─── Bloque de texto ───
06/09/2025
PALABRAS DE ANTONIO QUIÑONES CALDERÓN, DURANTE LA CEREMONIA DE DESIGNACIÓN CON EL NOMBRE DE CARLOS ROMERO BARCELÓ DEL ANFITEATRO DEL COLEGIO UNIVERSITARIO DE SAN JUAN – 4 DE SEPTIEMBRE DE 2025.
La educación fue el punto de partida de toda la gestión de gobierno de Carlos Romero Barceló. Fue ese el norte de su participación en la vida pública, como alcalde de la ciudad capital y como gobernador del territorio de Puerto Rico. Designar con su nombre el Anfiteatro del Colegio Universitario de San Juan, constituye un acto de merecido reconocimiento a sus ejecutorias públicas en ese trascendental ámbito de gobierno.
Que ocurra esta ceremonia justo el día de su nacimiento hace 93 años, es doblemente reconfortante.
Reconocimiento merece también esta noche el señor alcalde de la ciudad capital, honorable Miguel Romero Lugo, quien ha brindado sus más ardorosos alientos a la continuidad y aceleración de los pasos iniciales que dieron vida a lo que es hoy el Sistema Educativo Municipal Integral de San Juan.
El original Colegio Tecnológico de la Comunidad –la primera institución educativa de su clase al nivel municipal establecida en Puerto Rico– abrió sus puertas en enero de 1972, durante el último año del primer cuatrienio de Romero Barceló en la dirección municipal. Durante el último año de su mandato en la alcaldía, el Colegio contaba con una matrícula de 400 estudiantes provenientes de familias con ingresos económicos limitados, y ofrecía cursos técnicos, de educación general y especializada de acuerdo con las necesidades de sus alumnos.
─── Datos registrados ───
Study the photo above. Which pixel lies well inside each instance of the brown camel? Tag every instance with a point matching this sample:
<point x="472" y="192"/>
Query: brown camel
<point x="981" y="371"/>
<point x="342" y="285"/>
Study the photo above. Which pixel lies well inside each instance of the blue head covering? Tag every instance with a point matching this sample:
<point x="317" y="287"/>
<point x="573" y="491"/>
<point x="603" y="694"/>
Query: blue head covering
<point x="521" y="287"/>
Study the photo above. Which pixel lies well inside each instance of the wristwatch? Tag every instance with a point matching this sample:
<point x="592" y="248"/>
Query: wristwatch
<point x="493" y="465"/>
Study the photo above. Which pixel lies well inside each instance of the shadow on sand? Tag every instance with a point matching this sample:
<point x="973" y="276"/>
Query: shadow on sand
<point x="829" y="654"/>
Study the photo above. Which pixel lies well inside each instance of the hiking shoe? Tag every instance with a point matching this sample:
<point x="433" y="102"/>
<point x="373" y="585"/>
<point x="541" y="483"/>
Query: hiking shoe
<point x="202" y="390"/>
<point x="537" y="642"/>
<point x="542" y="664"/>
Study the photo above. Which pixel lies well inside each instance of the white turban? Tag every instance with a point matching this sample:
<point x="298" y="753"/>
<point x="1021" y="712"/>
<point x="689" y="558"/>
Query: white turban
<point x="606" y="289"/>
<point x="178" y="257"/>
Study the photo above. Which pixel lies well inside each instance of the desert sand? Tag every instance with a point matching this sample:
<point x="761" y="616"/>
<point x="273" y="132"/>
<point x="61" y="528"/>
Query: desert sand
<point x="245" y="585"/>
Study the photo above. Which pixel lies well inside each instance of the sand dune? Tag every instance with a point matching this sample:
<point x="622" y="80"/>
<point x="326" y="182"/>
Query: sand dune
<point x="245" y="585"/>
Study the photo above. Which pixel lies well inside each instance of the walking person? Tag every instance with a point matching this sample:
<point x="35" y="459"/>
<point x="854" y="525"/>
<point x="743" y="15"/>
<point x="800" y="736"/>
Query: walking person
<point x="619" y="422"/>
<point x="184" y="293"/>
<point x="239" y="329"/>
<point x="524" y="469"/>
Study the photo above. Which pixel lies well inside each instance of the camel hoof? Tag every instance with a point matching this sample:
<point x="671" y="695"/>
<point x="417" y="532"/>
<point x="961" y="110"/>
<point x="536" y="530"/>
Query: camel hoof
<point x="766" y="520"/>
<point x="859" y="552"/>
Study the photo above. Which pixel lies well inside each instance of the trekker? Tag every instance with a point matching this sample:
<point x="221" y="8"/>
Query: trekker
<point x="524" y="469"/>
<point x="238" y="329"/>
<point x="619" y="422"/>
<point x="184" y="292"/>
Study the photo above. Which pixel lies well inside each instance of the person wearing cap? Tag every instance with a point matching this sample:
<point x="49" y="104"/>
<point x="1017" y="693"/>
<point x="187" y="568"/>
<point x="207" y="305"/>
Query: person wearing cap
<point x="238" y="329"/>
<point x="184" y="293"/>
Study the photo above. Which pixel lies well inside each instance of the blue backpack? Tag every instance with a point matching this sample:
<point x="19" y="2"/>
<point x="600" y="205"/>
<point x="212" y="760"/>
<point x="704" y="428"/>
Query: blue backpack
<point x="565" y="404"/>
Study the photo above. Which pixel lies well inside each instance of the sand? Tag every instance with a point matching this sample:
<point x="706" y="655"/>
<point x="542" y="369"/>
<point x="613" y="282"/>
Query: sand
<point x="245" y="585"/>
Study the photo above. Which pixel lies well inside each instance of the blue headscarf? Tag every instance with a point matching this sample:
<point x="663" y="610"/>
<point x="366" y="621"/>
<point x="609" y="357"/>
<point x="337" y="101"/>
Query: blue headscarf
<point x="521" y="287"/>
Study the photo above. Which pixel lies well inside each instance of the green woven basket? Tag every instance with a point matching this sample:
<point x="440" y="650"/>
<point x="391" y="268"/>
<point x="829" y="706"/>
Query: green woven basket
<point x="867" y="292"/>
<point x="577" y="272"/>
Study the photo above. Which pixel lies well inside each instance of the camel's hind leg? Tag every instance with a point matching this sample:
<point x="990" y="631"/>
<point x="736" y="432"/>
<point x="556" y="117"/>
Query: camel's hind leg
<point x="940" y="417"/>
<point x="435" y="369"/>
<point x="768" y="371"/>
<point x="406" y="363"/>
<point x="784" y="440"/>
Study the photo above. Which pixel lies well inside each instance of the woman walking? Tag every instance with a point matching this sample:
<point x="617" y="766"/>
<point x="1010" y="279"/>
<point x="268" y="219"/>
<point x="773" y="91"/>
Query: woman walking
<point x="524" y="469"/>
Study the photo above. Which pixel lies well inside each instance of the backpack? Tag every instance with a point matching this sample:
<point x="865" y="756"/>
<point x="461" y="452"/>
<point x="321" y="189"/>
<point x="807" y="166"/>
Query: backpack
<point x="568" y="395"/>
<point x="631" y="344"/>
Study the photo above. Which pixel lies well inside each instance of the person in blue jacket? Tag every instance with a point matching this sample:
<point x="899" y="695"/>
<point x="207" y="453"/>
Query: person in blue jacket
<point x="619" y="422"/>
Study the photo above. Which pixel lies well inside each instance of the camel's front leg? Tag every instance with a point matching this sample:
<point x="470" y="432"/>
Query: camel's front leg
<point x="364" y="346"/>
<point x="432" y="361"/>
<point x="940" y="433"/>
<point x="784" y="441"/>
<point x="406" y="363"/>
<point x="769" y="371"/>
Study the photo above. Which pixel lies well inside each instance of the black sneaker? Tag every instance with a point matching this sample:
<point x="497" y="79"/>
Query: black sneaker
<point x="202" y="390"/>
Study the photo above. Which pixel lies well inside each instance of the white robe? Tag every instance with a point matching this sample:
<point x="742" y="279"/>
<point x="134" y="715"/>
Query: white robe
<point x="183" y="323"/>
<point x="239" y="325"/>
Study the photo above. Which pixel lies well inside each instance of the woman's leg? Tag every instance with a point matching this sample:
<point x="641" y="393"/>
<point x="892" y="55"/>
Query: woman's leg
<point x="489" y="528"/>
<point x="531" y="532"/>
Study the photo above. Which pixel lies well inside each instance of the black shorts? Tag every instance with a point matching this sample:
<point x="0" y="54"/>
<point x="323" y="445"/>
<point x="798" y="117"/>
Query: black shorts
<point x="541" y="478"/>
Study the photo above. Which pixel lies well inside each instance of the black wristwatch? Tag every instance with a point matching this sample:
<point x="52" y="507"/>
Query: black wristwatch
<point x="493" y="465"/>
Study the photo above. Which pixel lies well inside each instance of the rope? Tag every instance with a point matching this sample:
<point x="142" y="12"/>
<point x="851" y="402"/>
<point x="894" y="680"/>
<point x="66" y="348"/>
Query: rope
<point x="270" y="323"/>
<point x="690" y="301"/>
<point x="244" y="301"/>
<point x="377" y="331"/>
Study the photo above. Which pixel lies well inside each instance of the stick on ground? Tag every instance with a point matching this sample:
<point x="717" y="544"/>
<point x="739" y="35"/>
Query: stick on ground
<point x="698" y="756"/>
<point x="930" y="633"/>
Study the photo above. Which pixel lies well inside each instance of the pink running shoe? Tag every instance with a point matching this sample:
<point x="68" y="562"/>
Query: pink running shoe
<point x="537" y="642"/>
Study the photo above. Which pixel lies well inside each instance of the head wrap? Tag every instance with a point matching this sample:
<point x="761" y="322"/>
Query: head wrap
───
## Instrucciones de trabajo:
Devuelve íntegro el discurso de arriba sobre la designación del anfiteatro, sin cambiar nada.

## Respuesta completa:
06/09/2025
PALABRAS DE ANTONIO QUIÑONES CALDERÓN, DURANTE LA CEREMONIA DE DESIGNACIÓN CON EL NOMBRE DE CARLOS ROMERO BARCELÓ DEL ANFITEATRO DEL COLEGIO UNIVERSITARIO DE SAN JUAN – 4 DE SEPTIEMBRE DE 2025.
La educación fue el punto de partida de toda la gestión de gobierno de Carlos Romero Barceló. Fue ese el norte de su participación en la vida pública, como alcalde de la ciudad capital y como gobernador del territorio de Puerto Rico. Designar con su nombre el Anfiteatro del Colegio Universitario de San Juan, constituye un acto de merecido reconocimiento a sus ejecutorias públicas en ese trascendental ámbito de gobierno.
Que ocurra esta ceremonia justo el día de su nacimiento hace 93 años, es doblemente reconfortante.
Reconocimiento merece también esta noche el señor alcalde de la ciudad capital, honorable Miguel Romero Lugo, quien ha brindado sus más ardorosos alientos a la continuidad y aceleración de los pasos iniciales que dieron vida a lo que es hoy el Sistema Educativo Municipal Integral de San Juan.
El original Colegio Tecnológico de la Comunidad –la primera institución educativa de su clase al nivel municipal establecida en Puerto Rico– abrió sus puertas en enero de 1972, durante el último año del primer cuatrienio de Romero Barceló en la dirección municipal. Durante el último año de su mandato en la alcaldía, el Colegio contaba con una matrícula de 400 estudiantes provenientes de familias con ingresos económicos limitados, y ofrecía cursos técnicos, de educación general y especializada de acuerdo con las necesidades de sus alumnos.